* **Task instructions**
Your task is to return the data below, word for word.

:: Exercise data

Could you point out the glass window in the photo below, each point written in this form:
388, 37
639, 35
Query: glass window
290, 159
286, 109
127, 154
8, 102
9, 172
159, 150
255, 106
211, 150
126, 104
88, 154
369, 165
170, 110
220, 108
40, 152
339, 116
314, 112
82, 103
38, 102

::::

* **Answer box**
Could you point out the glass window in the photo below, each point written in this form:
388, 37
639, 35
Query: glass window
290, 159
286, 109
127, 154
8, 102
9, 172
159, 150
255, 106
211, 150
126, 104
88, 154
369, 165
170, 110
220, 108
40, 152
339, 116
314, 112
82, 103
38, 102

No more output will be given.